### Problem requirements:
Please copy the listing below in its entirety, without alteration.

### Extracted data:
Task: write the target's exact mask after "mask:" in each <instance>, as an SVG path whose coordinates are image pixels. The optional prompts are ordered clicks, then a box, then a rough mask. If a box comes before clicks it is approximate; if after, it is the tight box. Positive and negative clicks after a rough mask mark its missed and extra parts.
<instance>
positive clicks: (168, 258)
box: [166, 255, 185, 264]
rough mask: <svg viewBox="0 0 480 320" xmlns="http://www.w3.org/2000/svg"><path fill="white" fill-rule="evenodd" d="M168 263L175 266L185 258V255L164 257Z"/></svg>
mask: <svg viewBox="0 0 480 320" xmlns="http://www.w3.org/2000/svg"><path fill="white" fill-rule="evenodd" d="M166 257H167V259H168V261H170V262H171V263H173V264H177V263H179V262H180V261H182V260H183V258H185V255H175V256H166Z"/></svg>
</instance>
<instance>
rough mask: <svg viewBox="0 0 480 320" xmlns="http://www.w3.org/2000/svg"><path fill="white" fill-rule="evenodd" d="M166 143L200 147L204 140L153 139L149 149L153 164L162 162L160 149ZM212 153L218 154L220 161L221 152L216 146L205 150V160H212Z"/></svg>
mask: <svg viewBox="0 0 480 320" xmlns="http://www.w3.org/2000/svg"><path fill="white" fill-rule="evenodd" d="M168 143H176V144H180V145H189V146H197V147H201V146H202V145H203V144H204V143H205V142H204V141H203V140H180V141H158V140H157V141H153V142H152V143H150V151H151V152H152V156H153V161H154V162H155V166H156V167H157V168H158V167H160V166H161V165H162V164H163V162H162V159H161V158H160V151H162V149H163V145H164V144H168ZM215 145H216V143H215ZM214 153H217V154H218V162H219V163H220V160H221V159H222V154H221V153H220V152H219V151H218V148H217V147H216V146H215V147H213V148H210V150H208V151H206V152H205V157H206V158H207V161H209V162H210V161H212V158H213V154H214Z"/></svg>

### Task answer:
Task: write the target's exact mask after "mask:" in each <instance>, as an SVG path whose coordinates are image pixels. The optional prompts are ordered clicks, then a box, then a rough mask. If a box comes before clicks it is approximate; if after, it is the tight box. Positive and negative clicks after a rough mask mark its missed and extra parts.
<instance>
positive clicks: (168, 258)
box: [166, 255, 185, 264]
rough mask: <svg viewBox="0 0 480 320" xmlns="http://www.w3.org/2000/svg"><path fill="white" fill-rule="evenodd" d="M168 263L175 266L185 258V255L164 257Z"/></svg>
mask: <svg viewBox="0 0 480 320" xmlns="http://www.w3.org/2000/svg"><path fill="white" fill-rule="evenodd" d="M166 257H167V259H168V261H170V262H171V263H173V264H177V263H179V262H180V261H182V260H183V258H185V255H175V256H166Z"/></svg>
</instance>
<instance>
rough mask: <svg viewBox="0 0 480 320" xmlns="http://www.w3.org/2000/svg"><path fill="white" fill-rule="evenodd" d="M166 143L200 147L204 140L153 139L149 149L153 164L162 162L160 149ZM212 153L218 154L220 161L221 152L216 146L205 150V160H212Z"/></svg>
mask: <svg viewBox="0 0 480 320" xmlns="http://www.w3.org/2000/svg"><path fill="white" fill-rule="evenodd" d="M168 143H176V144H180V145H189V146H197V147H201V146H202V145H203V144H204V143H205V142H204V141H203V140H180V141H158V140H157V141H153V142H152V143H150V151H151V152H152V156H153V161H154V162H155V166H156V167H157V168H158V167H160V166H161V165H162V164H163V162H162V159H161V158H160V151H162V149H163V145H164V144H168ZM215 145H216V143H215ZM214 153H217V154H218V162H219V163H220V160H221V159H222V154H221V153H220V152H219V151H218V148H217V147H216V146H215V147H213V148H210V150H208V151H206V152H205V157H206V158H207V161H209V162H210V161H212V158H213V154H214Z"/></svg>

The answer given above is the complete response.